* begin INFORMATION SUPPLIED *
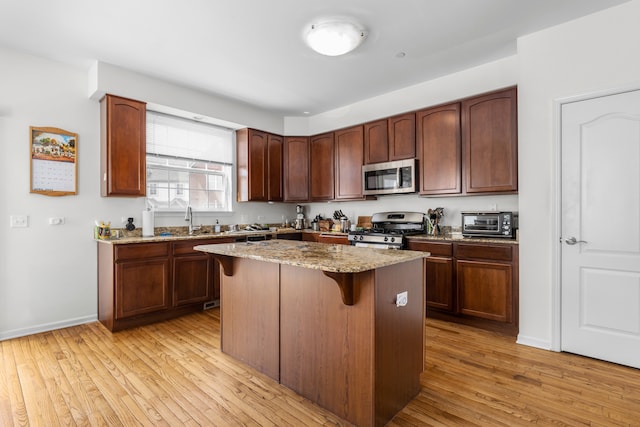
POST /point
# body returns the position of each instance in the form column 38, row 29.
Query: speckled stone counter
column 459, row 238
column 137, row 238
column 316, row 256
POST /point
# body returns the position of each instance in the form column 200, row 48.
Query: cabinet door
column 439, row 283
column 251, row 148
column 485, row 290
column 123, row 147
column 490, row 140
column 402, row 137
column 439, row 150
column 376, row 142
column 274, row 168
column 192, row 279
column 296, row 169
column 321, row 161
column 142, row 287
column 349, row 157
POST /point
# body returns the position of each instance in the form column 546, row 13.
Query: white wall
column 598, row 52
column 48, row 274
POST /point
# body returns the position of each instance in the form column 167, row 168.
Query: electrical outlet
column 402, row 299
column 19, row 221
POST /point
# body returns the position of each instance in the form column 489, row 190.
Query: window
column 188, row 163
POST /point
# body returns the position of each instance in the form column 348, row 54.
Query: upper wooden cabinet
column 490, row 142
column 390, row 139
column 402, row 137
column 259, row 166
column 122, row 147
column 439, row 150
column 469, row 147
column 296, row 169
column 275, row 151
column 349, row 147
column 321, row 161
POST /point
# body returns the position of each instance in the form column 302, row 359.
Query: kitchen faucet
column 188, row 216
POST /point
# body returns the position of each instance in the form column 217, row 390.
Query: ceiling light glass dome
column 333, row 38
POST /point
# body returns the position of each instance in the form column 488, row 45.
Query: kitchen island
column 331, row 322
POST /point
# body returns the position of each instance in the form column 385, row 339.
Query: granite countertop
column 316, row 256
column 459, row 238
column 178, row 235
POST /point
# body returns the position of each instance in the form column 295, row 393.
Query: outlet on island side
column 402, row 299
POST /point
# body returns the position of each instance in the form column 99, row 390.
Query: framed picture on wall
column 54, row 161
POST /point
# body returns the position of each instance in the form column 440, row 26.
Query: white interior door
column 601, row 228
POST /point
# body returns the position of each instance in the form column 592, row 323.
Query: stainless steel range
column 388, row 230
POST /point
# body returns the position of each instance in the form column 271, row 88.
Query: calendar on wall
column 54, row 161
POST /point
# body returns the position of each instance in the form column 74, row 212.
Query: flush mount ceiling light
column 333, row 38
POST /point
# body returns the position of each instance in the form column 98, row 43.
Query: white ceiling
column 252, row 50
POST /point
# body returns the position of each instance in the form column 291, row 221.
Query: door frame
column 556, row 236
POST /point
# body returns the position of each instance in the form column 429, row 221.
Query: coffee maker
column 299, row 217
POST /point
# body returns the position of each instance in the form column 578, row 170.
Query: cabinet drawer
column 142, row 250
column 489, row 252
column 185, row 247
column 435, row 248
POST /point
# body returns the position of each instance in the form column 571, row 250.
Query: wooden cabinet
column 485, row 281
column 141, row 279
column 469, row 147
column 142, row 283
column 349, row 147
column 259, row 166
column 376, row 142
column 390, row 139
column 439, row 149
column 296, row 169
column 194, row 274
column 402, row 137
column 439, row 274
column 472, row 283
column 321, row 167
column 490, row 142
column 122, row 147
column 275, row 152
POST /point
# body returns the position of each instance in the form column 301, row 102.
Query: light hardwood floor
column 173, row 373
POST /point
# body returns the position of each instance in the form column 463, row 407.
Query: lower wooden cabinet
column 472, row 283
column 142, row 283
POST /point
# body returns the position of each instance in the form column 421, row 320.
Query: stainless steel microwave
column 389, row 177
column 490, row 224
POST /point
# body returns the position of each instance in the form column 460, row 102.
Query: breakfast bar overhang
column 340, row 325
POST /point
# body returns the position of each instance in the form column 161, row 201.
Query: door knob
column 572, row 241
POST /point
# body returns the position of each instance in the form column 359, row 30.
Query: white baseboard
column 46, row 327
column 534, row 342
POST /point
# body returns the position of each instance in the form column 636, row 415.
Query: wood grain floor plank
column 173, row 373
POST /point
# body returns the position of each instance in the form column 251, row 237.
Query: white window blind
column 188, row 163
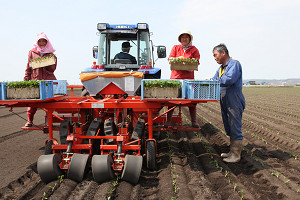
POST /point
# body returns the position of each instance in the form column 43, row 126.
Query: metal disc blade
column 132, row 168
column 48, row 168
column 78, row 167
column 102, row 168
column 151, row 155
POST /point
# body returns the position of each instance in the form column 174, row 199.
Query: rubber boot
column 236, row 147
column 225, row 155
column 193, row 116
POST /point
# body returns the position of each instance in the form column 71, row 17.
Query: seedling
column 242, row 195
column 61, row 178
column 24, row 84
column 44, row 196
column 183, row 60
column 162, row 83
column 52, row 187
column 234, row 186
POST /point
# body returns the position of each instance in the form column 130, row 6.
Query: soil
column 188, row 163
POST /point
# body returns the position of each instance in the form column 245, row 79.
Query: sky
column 264, row 35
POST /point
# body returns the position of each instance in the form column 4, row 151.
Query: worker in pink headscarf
column 42, row 48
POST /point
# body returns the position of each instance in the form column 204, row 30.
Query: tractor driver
column 125, row 53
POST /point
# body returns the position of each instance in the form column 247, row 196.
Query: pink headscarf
column 48, row 48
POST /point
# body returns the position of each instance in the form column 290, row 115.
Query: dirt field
column 189, row 166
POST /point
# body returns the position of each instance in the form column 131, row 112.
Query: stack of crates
column 48, row 89
column 203, row 90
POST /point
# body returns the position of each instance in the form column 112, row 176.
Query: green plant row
column 215, row 162
column 24, row 84
column 40, row 59
column 183, row 60
column 172, row 166
column 162, row 83
column 273, row 171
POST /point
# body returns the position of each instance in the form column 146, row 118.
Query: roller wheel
column 132, row 168
column 102, row 168
column 48, row 168
column 65, row 129
column 48, row 147
column 151, row 155
column 78, row 167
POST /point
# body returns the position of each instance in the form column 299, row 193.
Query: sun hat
column 48, row 48
column 185, row 32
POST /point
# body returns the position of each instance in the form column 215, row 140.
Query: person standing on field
column 232, row 100
column 186, row 50
column 42, row 48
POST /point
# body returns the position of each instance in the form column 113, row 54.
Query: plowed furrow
column 22, row 188
column 252, row 127
column 290, row 131
column 248, row 172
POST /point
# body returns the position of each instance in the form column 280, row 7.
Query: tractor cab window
column 144, row 52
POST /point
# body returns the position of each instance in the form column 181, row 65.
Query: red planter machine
column 111, row 134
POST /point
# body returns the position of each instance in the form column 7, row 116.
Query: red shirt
column 191, row 52
column 44, row 73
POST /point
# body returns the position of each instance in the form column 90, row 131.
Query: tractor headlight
column 142, row 26
column 101, row 26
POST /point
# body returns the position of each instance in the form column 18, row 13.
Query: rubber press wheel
column 132, row 168
column 48, row 147
column 48, row 168
column 102, row 168
column 78, row 166
column 151, row 155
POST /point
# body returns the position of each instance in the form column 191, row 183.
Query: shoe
column 195, row 125
column 28, row 124
column 167, row 124
column 225, row 155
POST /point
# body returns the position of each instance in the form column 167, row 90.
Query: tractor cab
column 137, row 36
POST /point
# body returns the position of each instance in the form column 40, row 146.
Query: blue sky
column 264, row 35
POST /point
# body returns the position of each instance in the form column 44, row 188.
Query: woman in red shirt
column 42, row 48
column 187, row 50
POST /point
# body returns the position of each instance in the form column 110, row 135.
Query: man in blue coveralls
column 125, row 53
column 232, row 100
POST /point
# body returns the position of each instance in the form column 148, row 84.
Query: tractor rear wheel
column 151, row 155
column 48, row 168
column 132, row 168
column 102, row 168
column 78, row 167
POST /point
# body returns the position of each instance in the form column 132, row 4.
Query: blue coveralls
column 232, row 100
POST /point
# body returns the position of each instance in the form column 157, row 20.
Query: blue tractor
column 141, row 48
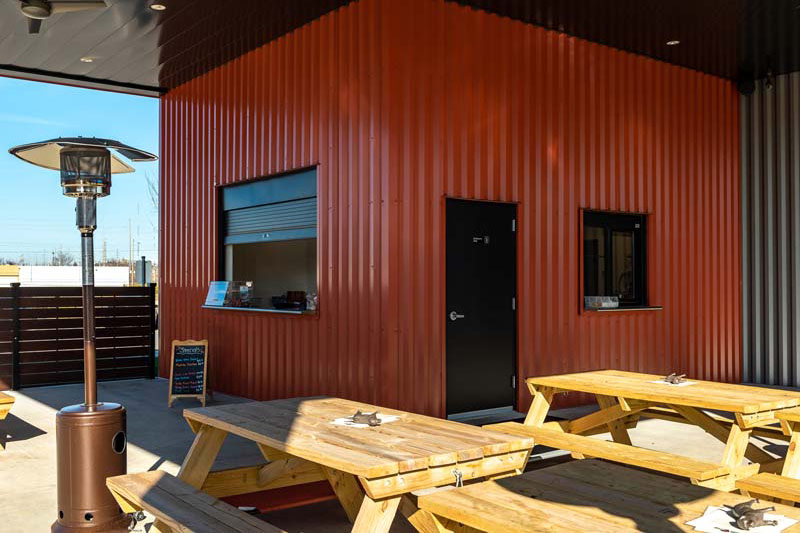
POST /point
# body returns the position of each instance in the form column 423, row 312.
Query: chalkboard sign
column 187, row 376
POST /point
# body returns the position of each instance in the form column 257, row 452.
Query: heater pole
column 86, row 220
column 89, row 370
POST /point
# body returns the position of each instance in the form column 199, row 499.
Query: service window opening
column 269, row 243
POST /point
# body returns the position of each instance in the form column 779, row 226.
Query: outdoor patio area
column 159, row 438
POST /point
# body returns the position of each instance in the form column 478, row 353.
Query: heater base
column 119, row 525
column 92, row 446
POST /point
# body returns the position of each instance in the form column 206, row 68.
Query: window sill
column 613, row 310
column 262, row 310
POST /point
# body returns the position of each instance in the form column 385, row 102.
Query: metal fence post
column 15, row 384
column 151, row 366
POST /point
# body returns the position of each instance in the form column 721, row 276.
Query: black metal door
column 481, row 305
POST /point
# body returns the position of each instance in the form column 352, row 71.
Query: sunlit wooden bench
column 701, row 472
column 771, row 485
column 586, row 495
column 6, row 401
column 180, row 507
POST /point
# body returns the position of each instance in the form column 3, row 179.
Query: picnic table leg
column 201, row 456
column 376, row 516
column 791, row 465
column 617, row 427
column 736, row 446
column 720, row 432
column 347, row 489
column 542, row 397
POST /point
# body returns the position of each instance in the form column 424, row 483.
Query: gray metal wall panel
column 770, row 161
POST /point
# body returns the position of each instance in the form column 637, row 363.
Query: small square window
column 614, row 257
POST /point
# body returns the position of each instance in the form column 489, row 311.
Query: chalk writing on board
column 188, row 370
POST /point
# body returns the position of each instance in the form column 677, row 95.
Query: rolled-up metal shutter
column 277, row 209
column 296, row 219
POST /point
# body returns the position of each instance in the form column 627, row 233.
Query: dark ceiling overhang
column 137, row 50
column 734, row 39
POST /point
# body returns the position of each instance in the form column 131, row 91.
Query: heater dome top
column 46, row 154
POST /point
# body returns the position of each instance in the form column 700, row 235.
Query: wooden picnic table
column 6, row 401
column 588, row 495
column 624, row 396
column 372, row 470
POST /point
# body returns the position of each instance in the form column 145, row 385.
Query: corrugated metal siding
column 404, row 103
column 771, row 232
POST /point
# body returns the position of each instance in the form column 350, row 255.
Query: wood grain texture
column 772, row 485
column 182, row 507
column 588, row 495
column 303, row 428
column 703, row 394
column 623, row 453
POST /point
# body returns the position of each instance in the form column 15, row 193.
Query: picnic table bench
column 371, row 469
column 625, row 396
column 590, row 495
column 180, row 507
column 6, row 401
column 785, row 486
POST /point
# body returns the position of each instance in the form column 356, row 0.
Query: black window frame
column 616, row 221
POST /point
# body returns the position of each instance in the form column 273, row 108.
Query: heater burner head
column 85, row 171
column 86, row 163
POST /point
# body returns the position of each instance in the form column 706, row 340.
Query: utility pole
column 130, row 254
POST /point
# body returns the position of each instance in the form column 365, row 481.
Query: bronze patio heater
column 91, row 438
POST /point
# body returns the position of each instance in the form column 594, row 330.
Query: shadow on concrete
column 152, row 426
column 14, row 429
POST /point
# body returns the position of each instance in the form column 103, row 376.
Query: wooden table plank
column 587, row 495
column 704, row 394
column 303, row 427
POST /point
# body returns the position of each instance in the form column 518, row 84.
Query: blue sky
column 34, row 216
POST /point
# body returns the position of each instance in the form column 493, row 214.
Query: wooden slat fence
column 41, row 334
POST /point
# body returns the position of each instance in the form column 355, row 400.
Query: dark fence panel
column 41, row 334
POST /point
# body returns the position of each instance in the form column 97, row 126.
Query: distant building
column 61, row 276
column 8, row 274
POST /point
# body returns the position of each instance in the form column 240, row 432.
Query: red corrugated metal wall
column 403, row 103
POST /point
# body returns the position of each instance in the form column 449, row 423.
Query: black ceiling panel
column 136, row 49
column 735, row 39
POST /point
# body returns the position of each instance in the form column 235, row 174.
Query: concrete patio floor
column 159, row 438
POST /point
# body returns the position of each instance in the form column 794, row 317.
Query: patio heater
column 91, row 437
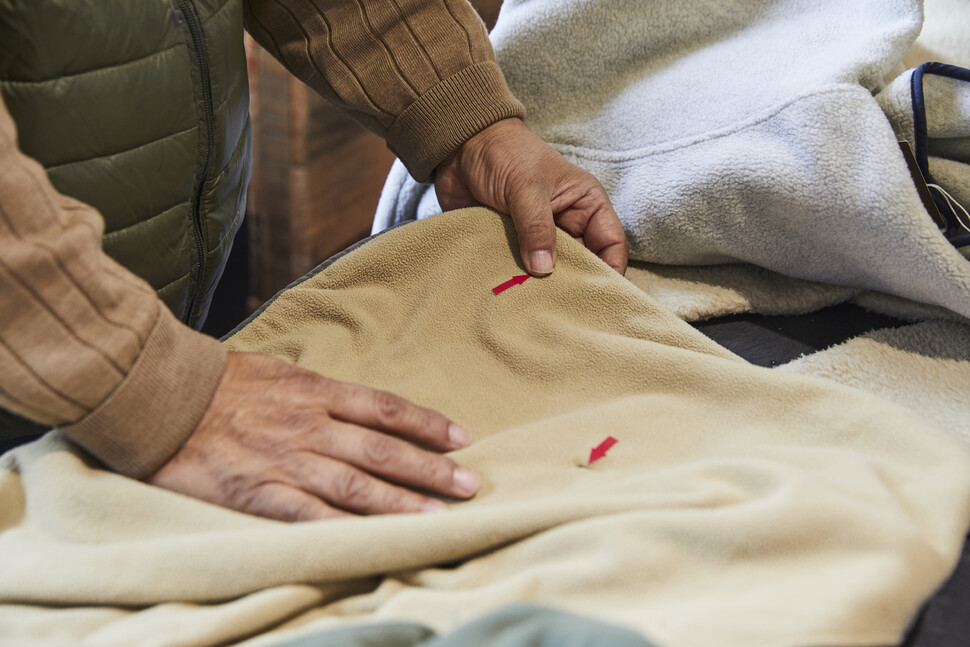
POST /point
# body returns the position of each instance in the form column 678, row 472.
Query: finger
column 395, row 460
column 395, row 415
column 348, row 488
column 276, row 500
column 531, row 211
column 604, row 235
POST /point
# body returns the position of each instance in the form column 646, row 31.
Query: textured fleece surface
column 759, row 133
column 741, row 506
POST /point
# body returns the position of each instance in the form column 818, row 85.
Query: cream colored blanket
column 741, row 506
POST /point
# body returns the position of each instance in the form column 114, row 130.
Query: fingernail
column 457, row 435
column 465, row 481
column 541, row 262
column 433, row 505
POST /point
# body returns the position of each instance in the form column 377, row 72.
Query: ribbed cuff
column 448, row 115
column 145, row 420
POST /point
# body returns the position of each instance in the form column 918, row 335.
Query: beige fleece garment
column 741, row 506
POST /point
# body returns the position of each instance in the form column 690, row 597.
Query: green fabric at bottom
column 518, row 625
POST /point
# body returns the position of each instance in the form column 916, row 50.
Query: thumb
column 531, row 213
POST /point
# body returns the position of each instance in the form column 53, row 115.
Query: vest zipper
column 191, row 16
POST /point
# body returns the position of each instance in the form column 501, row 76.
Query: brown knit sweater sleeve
column 85, row 345
column 419, row 73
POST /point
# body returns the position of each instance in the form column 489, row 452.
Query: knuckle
column 379, row 449
column 388, row 406
column 350, row 487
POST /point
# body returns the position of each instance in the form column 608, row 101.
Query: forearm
column 419, row 73
column 85, row 345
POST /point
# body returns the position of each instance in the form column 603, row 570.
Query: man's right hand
column 283, row 442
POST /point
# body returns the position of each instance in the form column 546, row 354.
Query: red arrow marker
column 518, row 280
column 600, row 450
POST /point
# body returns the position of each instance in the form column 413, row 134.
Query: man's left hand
column 511, row 169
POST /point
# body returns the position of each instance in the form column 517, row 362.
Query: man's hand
column 283, row 442
column 509, row 168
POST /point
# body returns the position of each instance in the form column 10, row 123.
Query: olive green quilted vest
column 139, row 108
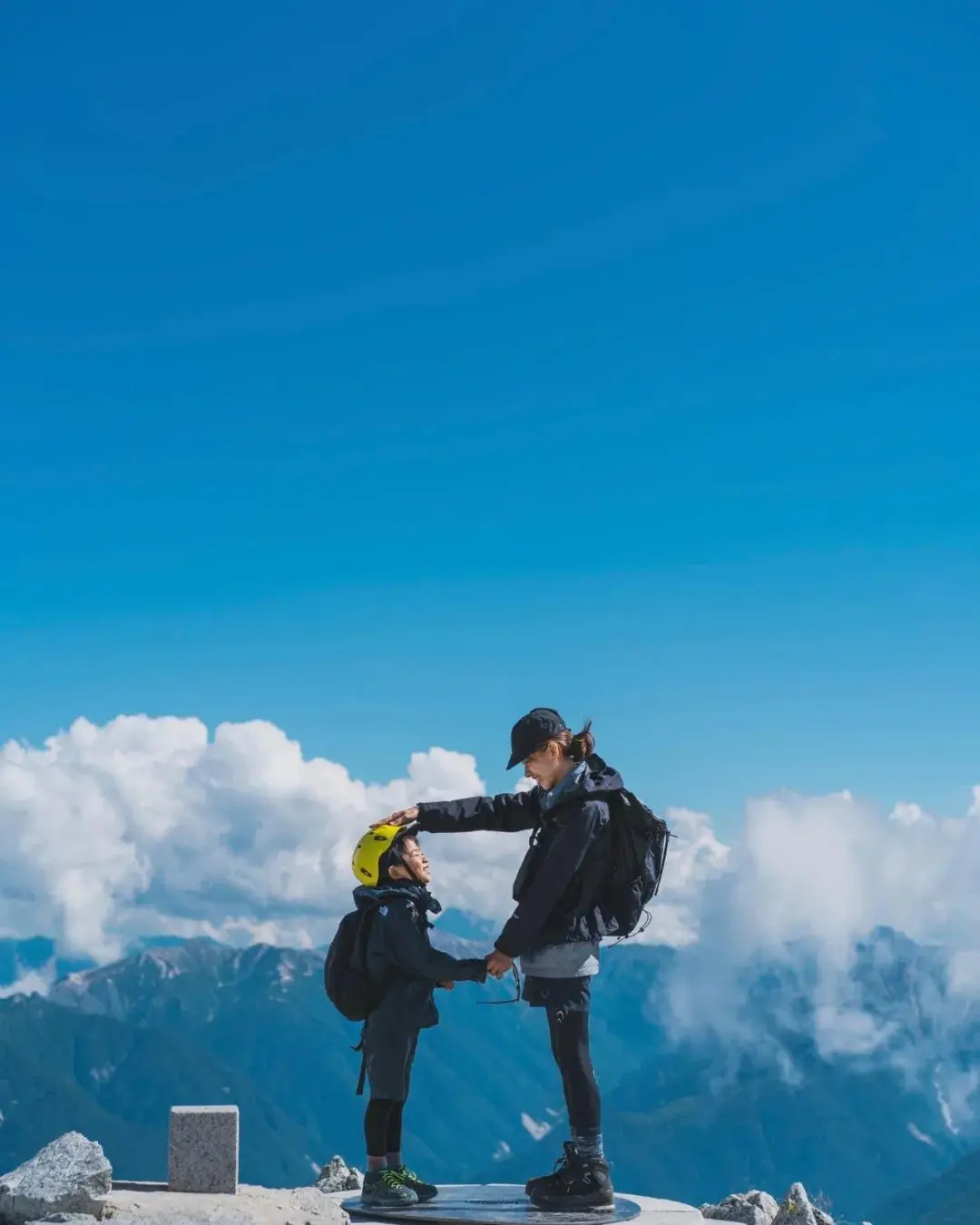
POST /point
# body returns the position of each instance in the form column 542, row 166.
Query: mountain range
column 111, row 1049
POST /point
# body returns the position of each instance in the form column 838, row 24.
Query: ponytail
column 581, row 746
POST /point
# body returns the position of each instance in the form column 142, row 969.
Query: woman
column 557, row 925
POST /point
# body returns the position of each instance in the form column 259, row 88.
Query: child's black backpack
column 346, row 979
column 637, row 857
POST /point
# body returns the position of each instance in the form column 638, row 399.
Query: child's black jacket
column 401, row 957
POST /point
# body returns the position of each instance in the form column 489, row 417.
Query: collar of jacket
column 373, row 895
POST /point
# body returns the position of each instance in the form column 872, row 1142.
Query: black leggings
column 570, row 1045
column 382, row 1126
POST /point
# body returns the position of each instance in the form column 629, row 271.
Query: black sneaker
column 424, row 1191
column 581, row 1183
column 382, row 1189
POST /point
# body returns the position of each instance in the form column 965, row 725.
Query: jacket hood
column 367, row 896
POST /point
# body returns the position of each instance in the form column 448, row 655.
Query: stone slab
column 251, row 1206
column 202, row 1152
column 506, row 1204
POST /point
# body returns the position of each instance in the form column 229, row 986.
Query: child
column 394, row 875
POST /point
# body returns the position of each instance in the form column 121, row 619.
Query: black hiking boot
column 577, row 1185
column 424, row 1191
column 545, row 1180
column 382, row 1189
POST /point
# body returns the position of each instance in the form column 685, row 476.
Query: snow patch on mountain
column 920, row 1136
column 536, row 1131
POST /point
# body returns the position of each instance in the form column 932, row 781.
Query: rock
column 70, row 1175
column 337, row 1175
column 797, row 1210
column 753, row 1208
column 251, row 1206
column 64, row 1219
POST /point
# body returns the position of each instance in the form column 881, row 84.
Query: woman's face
column 546, row 766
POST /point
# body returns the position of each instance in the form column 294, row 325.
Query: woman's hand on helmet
column 403, row 818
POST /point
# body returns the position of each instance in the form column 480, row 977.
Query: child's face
column 414, row 864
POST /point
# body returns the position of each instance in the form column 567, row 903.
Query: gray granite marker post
column 203, row 1149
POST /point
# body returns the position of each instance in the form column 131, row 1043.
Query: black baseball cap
column 535, row 729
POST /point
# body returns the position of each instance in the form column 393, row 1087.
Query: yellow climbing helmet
column 367, row 861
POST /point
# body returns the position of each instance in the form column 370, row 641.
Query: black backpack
column 346, row 979
column 639, row 842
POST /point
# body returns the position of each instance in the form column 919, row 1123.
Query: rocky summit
column 760, row 1208
column 337, row 1175
column 70, row 1182
column 71, row 1175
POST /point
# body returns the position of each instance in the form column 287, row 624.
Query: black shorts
column 387, row 1063
column 560, row 995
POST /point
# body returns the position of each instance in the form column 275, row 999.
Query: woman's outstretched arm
column 506, row 814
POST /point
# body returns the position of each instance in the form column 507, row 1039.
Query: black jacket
column 566, row 864
column 401, row 957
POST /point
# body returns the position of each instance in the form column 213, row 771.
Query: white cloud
column 31, row 983
column 149, row 826
column 808, row 881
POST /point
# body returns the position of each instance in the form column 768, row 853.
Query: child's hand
column 403, row 818
column 497, row 965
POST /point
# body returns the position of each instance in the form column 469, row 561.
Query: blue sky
column 382, row 370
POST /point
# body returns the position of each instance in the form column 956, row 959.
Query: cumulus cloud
column 794, row 934
column 150, row 825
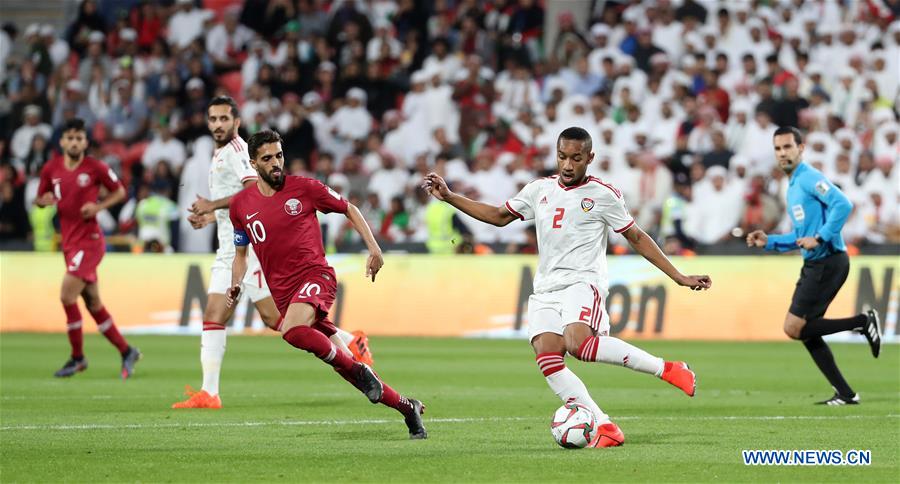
* end INFORMATION SUPPLIED *
WHAT THE TASK REQUIRES
Locate each line of the records that contains the string "range" and copy it. Case counts when matching.

FINISHED ANSWER
Query: stainless steel range
Query: mountain range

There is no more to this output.